Extract all of the entries and set them down verbatim.

====================

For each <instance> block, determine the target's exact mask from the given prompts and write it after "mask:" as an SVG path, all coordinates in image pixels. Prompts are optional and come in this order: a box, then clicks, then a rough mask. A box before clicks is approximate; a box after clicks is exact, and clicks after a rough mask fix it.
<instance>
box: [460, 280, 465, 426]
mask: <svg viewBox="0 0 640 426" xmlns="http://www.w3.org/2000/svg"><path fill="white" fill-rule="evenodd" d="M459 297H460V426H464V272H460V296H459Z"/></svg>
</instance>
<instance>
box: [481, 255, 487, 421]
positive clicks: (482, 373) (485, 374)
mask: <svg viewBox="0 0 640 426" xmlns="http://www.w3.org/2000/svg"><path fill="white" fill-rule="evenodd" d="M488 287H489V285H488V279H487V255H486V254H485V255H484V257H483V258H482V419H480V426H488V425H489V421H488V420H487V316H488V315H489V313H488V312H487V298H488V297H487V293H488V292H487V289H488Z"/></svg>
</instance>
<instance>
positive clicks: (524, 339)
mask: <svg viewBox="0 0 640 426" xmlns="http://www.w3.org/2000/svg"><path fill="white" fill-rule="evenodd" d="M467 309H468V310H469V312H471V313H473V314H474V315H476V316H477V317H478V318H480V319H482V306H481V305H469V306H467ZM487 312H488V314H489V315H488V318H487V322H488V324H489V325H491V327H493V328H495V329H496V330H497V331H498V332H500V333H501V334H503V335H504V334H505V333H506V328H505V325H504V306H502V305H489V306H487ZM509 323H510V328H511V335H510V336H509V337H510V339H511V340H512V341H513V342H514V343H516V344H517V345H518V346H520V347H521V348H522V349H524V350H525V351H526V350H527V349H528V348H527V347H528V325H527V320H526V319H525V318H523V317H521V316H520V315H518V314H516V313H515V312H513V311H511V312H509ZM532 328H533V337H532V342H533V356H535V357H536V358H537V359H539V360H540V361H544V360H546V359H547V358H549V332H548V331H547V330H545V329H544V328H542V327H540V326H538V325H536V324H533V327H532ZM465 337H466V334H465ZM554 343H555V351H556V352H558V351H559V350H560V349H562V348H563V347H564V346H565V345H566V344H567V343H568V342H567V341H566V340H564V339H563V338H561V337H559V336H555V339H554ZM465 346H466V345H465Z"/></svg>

====================

TASK RESULT –
For each <instance> block, determine the target's exact mask from the given prompts and write it after "mask:" as an SVG path, all coordinates in image pixels. Prompts are optional and come in this order: a box, then clicks, then a rough mask. A box before clicks is approximate; a box after clicks is exact, and clicks after a rough mask fix it.
<instance>
box: [460, 280, 465, 426]
mask: <svg viewBox="0 0 640 426" xmlns="http://www.w3.org/2000/svg"><path fill="white" fill-rule="evenodd" d="M459 297H460V426H464V272H460V296H459Z"/></svg>
</instance>
<instance>
box: [481, 255, 487, 421]
positive clicks: (482, 373) (485, 374)
mask: <svg viewBox="0 0 640 426" xmlns="http://www.w3.org/2000/svg"><path fill="white" fill-rule="evenodd" d="M488 287H489V285H488V279H487V255H486V254H485V255H484V257H483V258H482V419H480V426H488V425H489V421H488V420H487V316H488V315H489V313H488V312H487V298H488V297H487V293H488V292H487V289H488Z"/></svg>
</instance>
<instance>
positive clicks: (524, 339)
mask: <svg viewBox="0 0 640 426" xmlns="http://www.w3.org/2000/svg"><path fill="white" fill-rule="evenodd" d="M467 309H468V310H469V312H471V313H473V314H474V315H476V316H477V317H478V318H480V319H482V306H481V305H469V306H467ZM487 312H488V314H489V315H488V318H487V322H488V324H489V325H491V327H493V328H495V329H496V330H497V331H498V332H500V333H501V334H503V335H504V334H505V333H506V328H505V325H504V306H502V305H489V306H487ZM509 323H510V328H511V335H510V336H509V337H510V339H511V340H512V341H513V342H514V343H516V344H517V345H518V346H520V347H521V348H522V349H524V350H525V351H526V350H527V349H528V348H527V347H528V325H527V320H526V319H525V318H523V317H521V316H520V315H518V314H516V313H515V312H513V311H511V312H509ZM532 328H533V337H532V342H533V356H535V357H536V358H537V359H539V360H540V361H544V360H546V359H547V358H549V332H548V331H547V330H545V329H544V328H542V327H540V326H538V325H536V324H533V327H532ZM465 337H466V334H465ZM554 343H555V351H556V352H558V351H559V350H560V349H562V348H563V347H564V346H565V345H566V344H567V343H568V342H567V341H566V340H564V339H563V338H561V337H559V336H555V339H554ZM465 346H466V345H465Z"/></svg>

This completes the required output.